Problem to solve :: Give the listing again exactly, omitting its images.

Material for the task ::
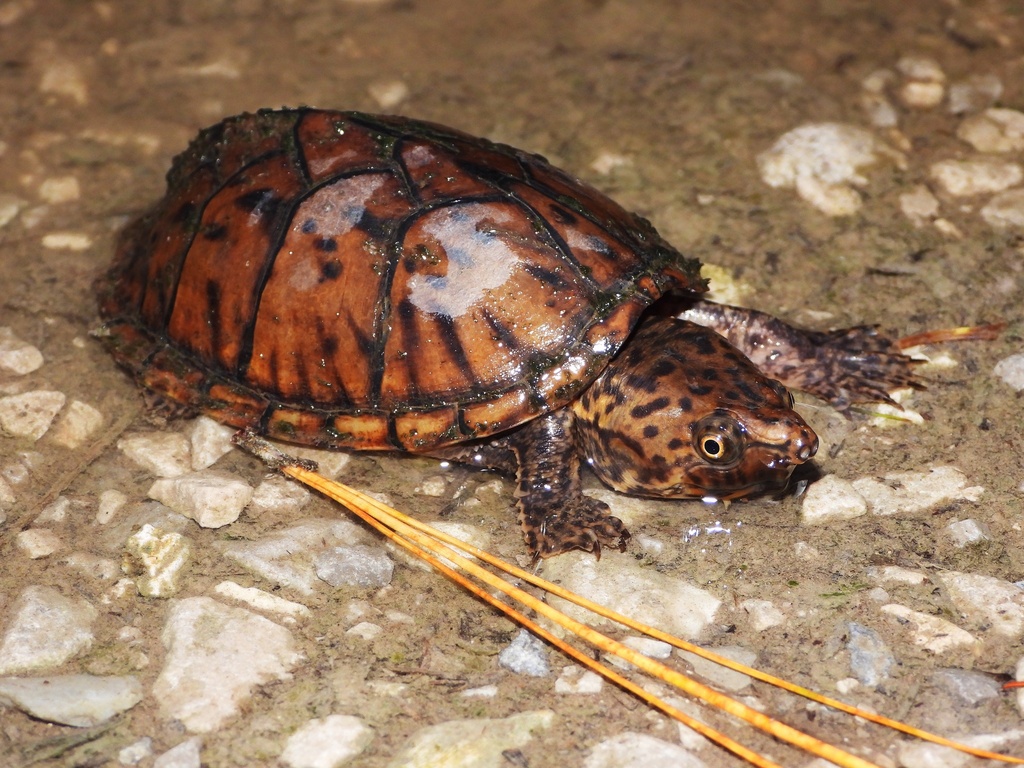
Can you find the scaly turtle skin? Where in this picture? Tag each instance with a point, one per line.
(359, 282)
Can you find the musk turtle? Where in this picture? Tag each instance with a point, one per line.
(359, 282)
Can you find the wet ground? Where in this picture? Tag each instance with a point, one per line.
(666, 109)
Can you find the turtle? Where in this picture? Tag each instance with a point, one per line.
(363, 282)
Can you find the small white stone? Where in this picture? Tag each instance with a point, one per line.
(647, 596)
(995, 130)
(162, 454)
(906, 493)
(38, 543)
(327, 742)
(968, 531)
(45, 630)
(933, 634)
(629, 750)
(579, 680)
(157, 560)
(357, 565)
(279, 495)
(77, 425)
(763, 614)
(470, 742)
(209, 440)
(434, 486)
(1011, 370)
(923, 95)
(67, 241)
(209, 498)
(80, 700)
(64, 78)
(966, 177)
(30, 415)
(526, 654)
(111, 501)
(985, 600)
(974, 93)
(59, 189)
(832, 499)
(216, 655)
(286, 557)
(919, 205)
(388, 93)
(365, 631)
(185, 755)
(719, 676)
(17, 356)
(822, 161)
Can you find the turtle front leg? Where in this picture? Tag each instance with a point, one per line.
(851, 365)
(555, 515)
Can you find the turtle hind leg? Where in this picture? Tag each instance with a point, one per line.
(554, 514)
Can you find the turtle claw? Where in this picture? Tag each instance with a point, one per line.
(584, 524)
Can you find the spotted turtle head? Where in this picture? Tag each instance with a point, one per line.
(682, 413)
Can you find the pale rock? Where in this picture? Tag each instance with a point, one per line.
(216, 655)
(985, 600)
(579, 680)
(722, 677)
(111, 502)
(655, 599)
(327, 742)
(157, 560)
(526, 654)
(994, 130)
(161, 454)
(184, 755)
(67, 241)
(967, 177)
(262, 601)
(1011, 370)
(38, 543)
(17, 356)
(920, 205)
(279, 495)
(286, 557)
(209, 441)
(44, 630)
(931, 633)
(629, 750)
(479, 742)
(968, 531)
(906, 493)
(823, 161)
(974, 93)
(357, 565)
(762, 614)
(80, 700)
(59, 189)
(832, 499)
(77, 425)
(30, 415)
(211, 499)
(65, 78)
(388, 93)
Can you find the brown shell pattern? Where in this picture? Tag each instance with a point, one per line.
(352, 281)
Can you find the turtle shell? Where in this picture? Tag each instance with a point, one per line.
(363, 282)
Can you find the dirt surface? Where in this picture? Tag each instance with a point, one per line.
(665, 107)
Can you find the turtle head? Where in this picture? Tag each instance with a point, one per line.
(682, 413)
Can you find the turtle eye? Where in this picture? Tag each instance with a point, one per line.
(718, 440)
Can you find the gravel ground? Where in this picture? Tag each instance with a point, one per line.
(167, 601)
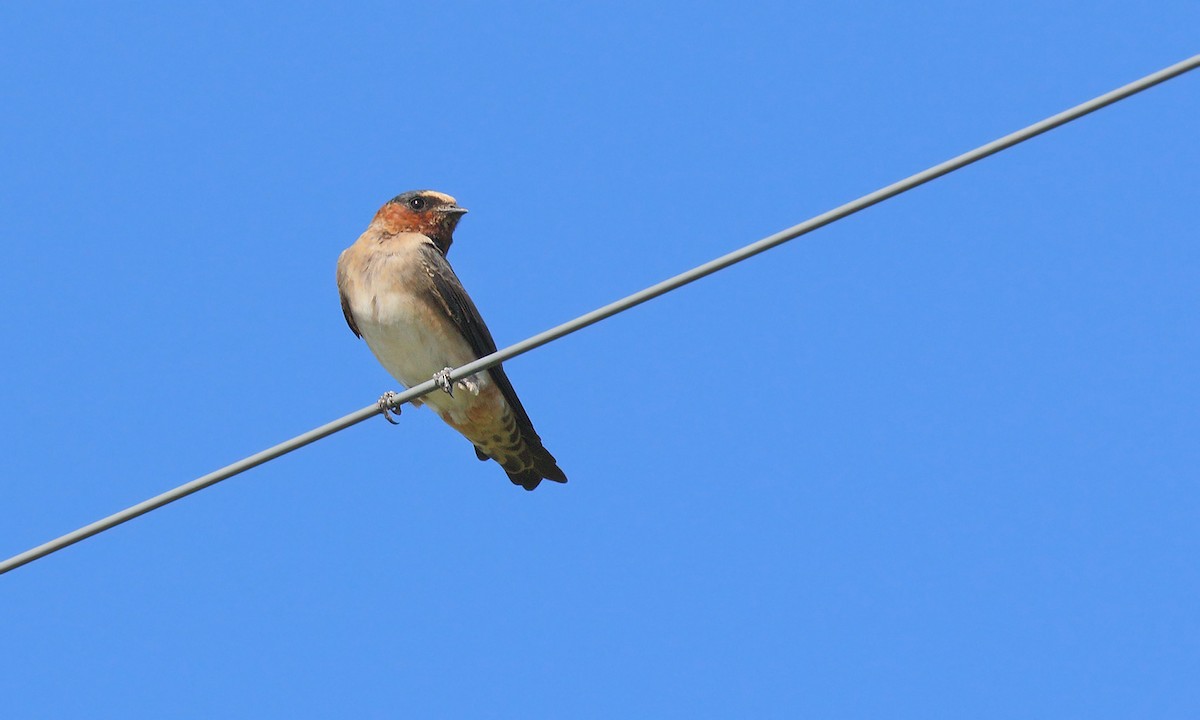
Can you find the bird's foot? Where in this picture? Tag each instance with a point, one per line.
(443, 379)
(469, 385)
(388, 406)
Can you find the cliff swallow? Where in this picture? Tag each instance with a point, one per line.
(400, 295)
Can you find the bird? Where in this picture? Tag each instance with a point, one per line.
(401, 295)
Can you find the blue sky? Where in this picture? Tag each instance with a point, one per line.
(936, 460)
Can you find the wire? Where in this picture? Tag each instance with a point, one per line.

Finished task ::
Can you find the scaly turtle skin? Where in this picture? Tag each instance with a point, one per line.
(359, 282)
Can you find the musk turtle? Where in this picture? Tag each instance with a point, one per line.
(359, 282)
Can you find the wet ground? Where in this picture? Tag each instance with a point, one per line.
(666, 109)
Can you find the turtle? Where in this picture? Tag each instance with a point, one per line.
(363, 282)
Can you find the small white stone? Where in this picture? Tag each instance with a point, one per line.
(647, 596)
(995, 130)
(162, 454)
(906, 493)
(38, 543)
(327, 742)
(968, 531)
(45, 630)
(933, 634)
(629, 750)
(579, 680)
(157, 560)
(357, 565)
(279, 495)
(77, 425)
(763, 614)
(470, 742)
(209, 440)
(434, 486)
(1011, 370)
(923, 95)
(67, 241)
(209, 498)
(80, 700)
(64, 78)
(966, 177)
(30, 415)
(526, 654)
(111, 501)
(985, 600)
(974, 93)
(59, 189)
(832, 499)
(216, 655)
(286, 557)
(919, 205)
(388, 93)
(365, 631)
(185, 755)
(719, 676)
(17, 356)
(822, 161)
Can you find the turtle front leg? Where in this picture? Tag each instance with a point, one per line.
(851, 365)
(555, 515)
Can you find the turtle hind leg? Where in this picture? Tag each instance with a point, one per line.
(554, 514)
Can you find the turtle claw? Where in this picture? Tag each instance with a point, one per line.
(584, 524)
Can you find the spotted turtle head? Where in this picture? Tag each instance with a point, one per line.
(682, 413)
Can you find the pale rock? Where in this picture? Tag each instance with a point, one per line.
(216, 655)
(985, 600)
(579, 680)
(722, 677)
(111, 502)
(655, 599)
(327, 742)
(157, 560)
(526, 654)
(994, 130)
(161, 454)
(184, 755)
(67, 241)
(967, 177)
(262, 601)
(1011, 370)
(38, 543)
(17, 356)
(920, 205)
(279, 495)
(286, 557)
(209, 441)
(44, 630)
(931, 633)
(629, 750)
(479, 742)
(968, 531)
(906, 493)
(823, 161)
(974, 93)
(357, 565)
(762, 614)
(80, 700)
(59, 189)
(832, 499)
(77, 425)
(30, 415)
(211, 499)
(65, 78)
(388, 93)
Can you find the brown shell pattern? Where in this picture? Tag each instance with a point, one per line.
(352, 281)
Can you find the turtle shell? Where in this picture? Tag each instance with a point, one per line.
(363, 282)
Can you find the dirt surface? Where in this picture? Tag each instance with a point, one per line.
(665, 107)
Can you find the turtle head? Where in this picture? Tag each instance with a point, one per line.
(682, 413)
Can you find the turtle eye? Where in this picture? Tag each instance with a point, one per line.
(718, 440)
Can you find the gravel ground? Where in this picture? Tag each instance with a point, one per line.
(167, 601)
Can you find the bird's foot? Where in this picture? Tag each instance with a point, one per line.
(443, 379)
(469, 385)
(388, 406)
Can you find the cliff swallow? Where in this picture? Tag each instance with a point, one per line.
(400, 295)
Can you find the bird? Where in this picture? Tag each instance with a point, one per line.
(401, 295)
Can you find the blue sky? Where in this picture? Tag each instance with a point, one per line.
(936, 460)
Can you find the wire? Where in this picture? Tag each instance with a point, one per line.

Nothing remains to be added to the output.